=== INPUT DATA ===

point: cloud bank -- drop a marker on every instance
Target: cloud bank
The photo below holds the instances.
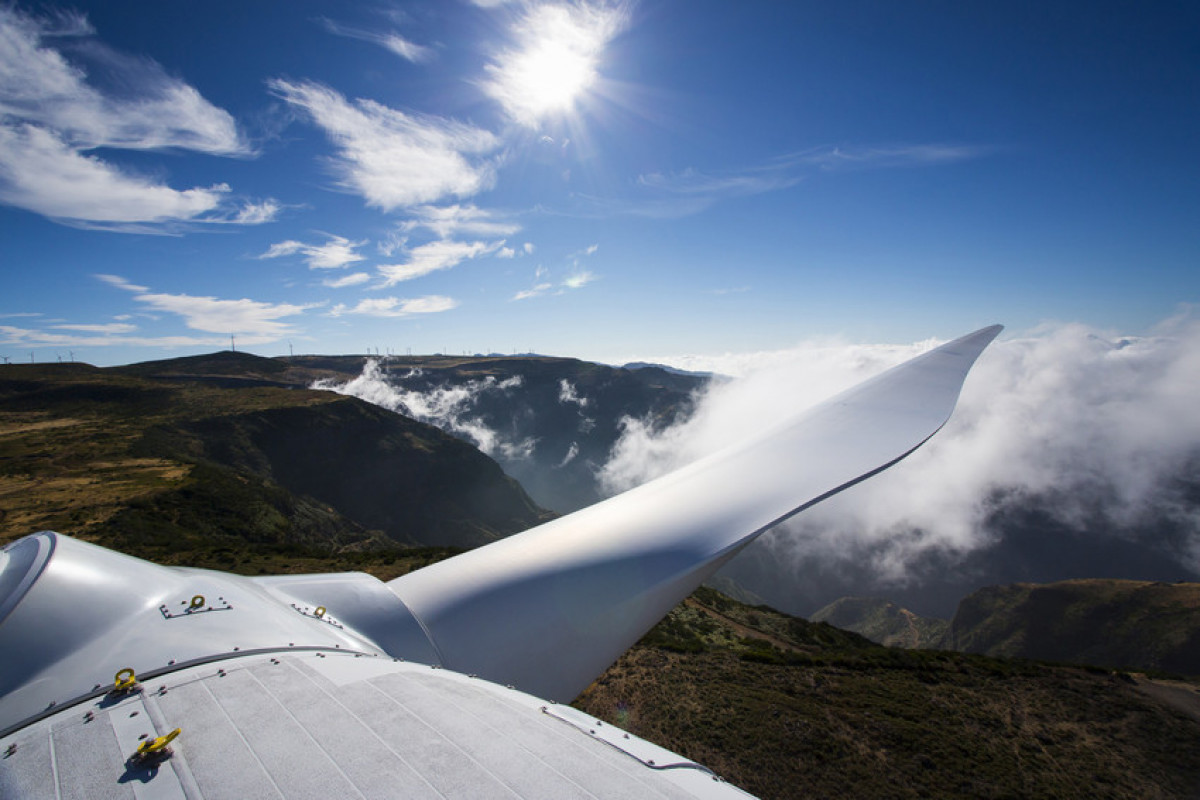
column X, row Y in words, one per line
column 447, row 407
column 1104, row 425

===

_PROBLEM DESCRIPTION:_ Wherever a line in the records contains the word "cloud", copy that line.

_RESULT:_
point: cloud bank -- drop a marker on every instance
Target: cloud bank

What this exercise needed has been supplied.